- [Your goal]:
The records follow. Retype them without a single change.

- [Provided data]:
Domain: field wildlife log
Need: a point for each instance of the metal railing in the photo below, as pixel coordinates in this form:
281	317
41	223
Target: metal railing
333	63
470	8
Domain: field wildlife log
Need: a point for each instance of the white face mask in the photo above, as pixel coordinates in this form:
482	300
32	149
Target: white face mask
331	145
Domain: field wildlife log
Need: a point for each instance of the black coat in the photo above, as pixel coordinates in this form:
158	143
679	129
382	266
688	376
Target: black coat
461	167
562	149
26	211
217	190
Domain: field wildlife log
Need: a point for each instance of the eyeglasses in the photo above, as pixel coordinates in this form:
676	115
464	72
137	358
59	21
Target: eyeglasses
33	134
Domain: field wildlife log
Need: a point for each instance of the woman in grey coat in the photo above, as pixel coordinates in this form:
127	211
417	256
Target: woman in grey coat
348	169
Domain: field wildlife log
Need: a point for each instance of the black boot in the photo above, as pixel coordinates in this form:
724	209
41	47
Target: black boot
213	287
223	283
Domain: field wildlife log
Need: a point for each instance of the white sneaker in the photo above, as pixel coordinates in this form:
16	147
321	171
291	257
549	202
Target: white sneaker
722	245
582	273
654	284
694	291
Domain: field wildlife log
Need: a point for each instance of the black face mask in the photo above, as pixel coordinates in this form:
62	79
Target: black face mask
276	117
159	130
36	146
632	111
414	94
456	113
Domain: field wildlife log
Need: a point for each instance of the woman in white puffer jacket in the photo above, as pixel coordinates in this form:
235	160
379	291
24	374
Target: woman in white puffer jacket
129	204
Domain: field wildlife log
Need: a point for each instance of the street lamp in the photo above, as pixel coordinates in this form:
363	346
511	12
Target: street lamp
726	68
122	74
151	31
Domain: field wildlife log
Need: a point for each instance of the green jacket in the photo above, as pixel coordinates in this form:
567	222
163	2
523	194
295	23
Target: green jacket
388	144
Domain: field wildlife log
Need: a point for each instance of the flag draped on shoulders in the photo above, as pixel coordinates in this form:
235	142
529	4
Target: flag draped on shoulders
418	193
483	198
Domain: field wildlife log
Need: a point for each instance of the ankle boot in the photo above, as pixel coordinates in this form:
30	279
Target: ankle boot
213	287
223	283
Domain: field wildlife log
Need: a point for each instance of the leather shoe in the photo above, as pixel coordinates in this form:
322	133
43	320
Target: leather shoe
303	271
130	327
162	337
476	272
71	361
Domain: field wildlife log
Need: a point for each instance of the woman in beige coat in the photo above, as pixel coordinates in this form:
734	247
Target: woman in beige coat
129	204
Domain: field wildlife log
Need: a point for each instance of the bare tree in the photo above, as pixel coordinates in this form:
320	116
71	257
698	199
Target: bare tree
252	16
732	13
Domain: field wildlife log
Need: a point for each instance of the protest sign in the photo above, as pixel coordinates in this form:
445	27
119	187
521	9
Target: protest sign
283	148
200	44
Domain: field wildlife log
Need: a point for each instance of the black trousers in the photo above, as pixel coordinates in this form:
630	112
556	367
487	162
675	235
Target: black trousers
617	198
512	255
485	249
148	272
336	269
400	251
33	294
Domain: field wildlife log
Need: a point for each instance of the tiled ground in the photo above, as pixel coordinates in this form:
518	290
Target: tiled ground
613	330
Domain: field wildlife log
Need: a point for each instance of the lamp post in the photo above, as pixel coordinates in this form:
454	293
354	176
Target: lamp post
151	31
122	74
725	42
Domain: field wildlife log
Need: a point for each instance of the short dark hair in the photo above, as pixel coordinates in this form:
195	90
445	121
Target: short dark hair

- [Answer to this exercise]:
Domain: field wildlife log
Need: a point for each instance of the metal railing in the photo below, as pixel coordinates in this form:
281	317
41	223
Target: metal railing
333	63
470	8
Domain: field wildlife log
Need: a point for each instance of the white face mask in the photo above, as pixel coordinates in this form:
482	300
32	149
Target: white face mask
331	145
Domain: field wildlife log
Need: a point for each instance of the black coat in the photo above, as pixel coordinates in this form:
158	143
679	129
382	266
688	376
Target: black coat
461	167
562	149
26	211
217	190
Domain: field wildlife log
Need: a point for each instance of the eyeglasses in the photo above, as pixel coordinates in this form:
676	115
464	72
137	358
59	21
Target: eyeglasses
33	134
Domain: field wildlife log
Need: a point for each instance of the woman in grey coat in the photo above, as pixel coordinates in this form:
127	211
417	256
Target: woman in grey coat
348	169
Domain: field wildlife log
Need: a point for each instance of the black boot in the photo above, as pixel coordinates in this form:
724	209
41	47
Target: black boot
213	287
223	283
Domain: field wildlife log
Need: a point for each instance of the white sneaker in the photo above, as pixel coordinates in this form:
16	147
321	171
291	257
549	202
Target: white sneaker
722	245
582	273
654	284
694	291
Domain: field wildlife log
Need: a point for each instance of the black face mask in the photo above, as pixel coordinates in this form:
62	79
Target: black face mask
276	117
159	130
36	146
632	111
414	94
456	113
Domain: field wildlife log
Need: a point for each instance of the woman in white puffer jacket in the photo above, as pixel coordinates in this form:
235	160
379	291
24	374
Target: woman in white puffer jacket
129	204
Domain: field wildlife log
Need: a point for each instance of the street lamp in the photo above, as pixel coordinates in this form:
363	346
511	12
Target: street lamp
726	68
122	74
151	31
Domain: field wildlife log
Need: a point for each instance of the green jacket in the photo above, as pixel coordinates in this form:
567	222
163	2
523	194
295	23
Target: green jacket
388	144
Domain: field wildlife log
Need: a point for each instance of the flag draped on shoulders in the photo above, as pixel coordinates in this form:
235	142
529	4
Target: flag draped on shoulders
418	193
483	198
Domain: field wildlife log
Need: a point for each instance of the ankle boot in the photo above, as pixel coordinates in this form:
30	279
Target: ankle boot
213	287
223	283
Domain: field wildlife log
Need: a point for each instance of the leather shoe in the photo above, as pixel coordinates in this form:
322	133
43	320
Target: leather shoe
303	271
130	327
162	337
476	272
71	361
Domain: field wildlife log
Need: a point for each instance of the woman in beige coat in the photo above, as pixel coordinates in this form:
734	247
Target: woman in beige coat
129	204
Domain: field wildlife log
Need: a point for each instance of the bare tree in the photo above, as pixel coordinates in this form:
320	116
71	257
698	199
Target: bare tree
252	16
732	13
Domain: field wildlife log
Need: a point for each instance of the protest sign in the photo above, as pixel coordinates in this form:
445	27
119	187
521	9
Target: protest sign
283	148
200	44
Domain: field wildlife log
Need: a point for each instance of the black trousers in the photo above, as pixel coordinates in this form:
630	112
556	367
487	162
675	235
Target: black trousers
617	198
512	255
485	249
148	272
336	269
400	251
33	294
Domain: field wildlife log
Need: a point for each instance of the tiled ground in the photo above, as pixel coordinates in this form:
518	290
Target: tiled ground
613	330
Domain: field wildlife log
Need: a point for each instance of the lamp post in the photo above, as pixel coordinates in this form:
454	293
354	176
Target: lamp post
151	31
122	74
725	42
Domain: field wildlife log
Need: a point for each instance of the short dark hair in the photo above, as pixel coordinates in this form:
195	90
445	121
Target: short dark hair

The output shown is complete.